◆ PROVIDED ENTRIES
-------------------------

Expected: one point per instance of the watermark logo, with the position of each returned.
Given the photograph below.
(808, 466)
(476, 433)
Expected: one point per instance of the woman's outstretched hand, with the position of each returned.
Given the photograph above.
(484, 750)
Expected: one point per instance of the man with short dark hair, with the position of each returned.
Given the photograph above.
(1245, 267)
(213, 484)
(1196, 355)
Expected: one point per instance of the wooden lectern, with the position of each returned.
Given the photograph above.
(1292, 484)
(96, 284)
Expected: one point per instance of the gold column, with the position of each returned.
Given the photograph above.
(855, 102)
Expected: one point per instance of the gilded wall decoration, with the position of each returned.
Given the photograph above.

-------------------------

◆ EXERCISE
Reproduce all of the lines above, requests included, scaling every point coordinate in the answers by 1.7 and rounding each result to the nearest whole number, with halves rounded up.

◆ RESULT
Expected: one point per instance of the watermark logo, with the position of each returned.
Given the photograph below.
(1374, 792)
(809, 736)
Expected: one point per instance of the woman's outstretched hand, with the position of each returned.
Given the photograph above.
(823, 1275)
Expected: one point per instance of the man with short dark hair, with the position of each returned.
Given the photograph above.
(2117, 454)
(362, 823)
(2033, 604)
Expected: one point per instance of the wooden lectern, with the position of each returned.
Given the photograph above.
(2196, 823)
(163, 483)
Expected: one point per instance of the gold column, with the position of each returned.
Given the photograph above.
(1454, 173)
Expected: one point per instance of the gilded wall decoration, with the position of each returned.
Given the photograph above.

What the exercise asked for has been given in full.